*INSTRUCTIONS TO FOLLOW*.
Reproduce verbatim the stretch of the records from the line containing "of the garden" through the end of the records, and output nothing else.

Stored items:

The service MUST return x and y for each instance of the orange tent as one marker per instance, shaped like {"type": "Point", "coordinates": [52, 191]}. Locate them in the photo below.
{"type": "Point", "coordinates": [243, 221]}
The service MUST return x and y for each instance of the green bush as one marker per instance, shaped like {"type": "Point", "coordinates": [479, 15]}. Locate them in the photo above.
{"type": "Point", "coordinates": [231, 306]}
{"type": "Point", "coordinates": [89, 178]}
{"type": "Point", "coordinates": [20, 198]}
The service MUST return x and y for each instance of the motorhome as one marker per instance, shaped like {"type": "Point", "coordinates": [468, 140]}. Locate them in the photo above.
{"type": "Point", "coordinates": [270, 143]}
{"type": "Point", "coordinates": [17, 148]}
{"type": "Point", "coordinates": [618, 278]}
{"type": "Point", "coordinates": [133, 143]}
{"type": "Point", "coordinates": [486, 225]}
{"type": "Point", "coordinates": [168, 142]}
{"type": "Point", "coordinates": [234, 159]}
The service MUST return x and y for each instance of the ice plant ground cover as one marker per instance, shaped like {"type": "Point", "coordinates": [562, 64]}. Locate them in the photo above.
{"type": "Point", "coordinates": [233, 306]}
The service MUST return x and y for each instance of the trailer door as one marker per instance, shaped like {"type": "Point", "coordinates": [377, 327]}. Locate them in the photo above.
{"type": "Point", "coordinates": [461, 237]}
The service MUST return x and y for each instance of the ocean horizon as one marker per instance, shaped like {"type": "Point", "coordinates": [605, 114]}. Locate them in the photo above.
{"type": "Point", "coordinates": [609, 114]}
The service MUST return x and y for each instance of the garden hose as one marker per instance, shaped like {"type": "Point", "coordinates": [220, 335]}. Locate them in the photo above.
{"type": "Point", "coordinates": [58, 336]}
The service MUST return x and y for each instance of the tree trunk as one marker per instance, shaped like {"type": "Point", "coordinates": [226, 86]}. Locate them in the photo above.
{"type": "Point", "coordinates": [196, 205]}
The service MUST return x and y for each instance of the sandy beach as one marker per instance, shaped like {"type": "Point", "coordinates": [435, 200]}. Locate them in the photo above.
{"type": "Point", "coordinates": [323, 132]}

*ANSWER IN FULL*.
The service MUST return x and y for each instance of the garden hose as one marker per instance, shaped like {"type": "Point", "coordinates": [220, 335]}. Locate them in the photo above.
{"type": "Point", "coordinates": [58, 336]}
The service MUST return x and y for each instance of the tree trunk as one marker per instance, shaped like {"type": "Point", "coordinates": [226, 86]}. Locate them in the photo above.
{"type": "Point", "coordinates": [196, 205]}
The service MUST return x and y for each instance of the sandy beach as one marker per instance, shaped like {"type": "Point", "coordinates": [435, 200]}. Locate them in the photo above.
{"type": "Point", "coordinates": [323, 132]}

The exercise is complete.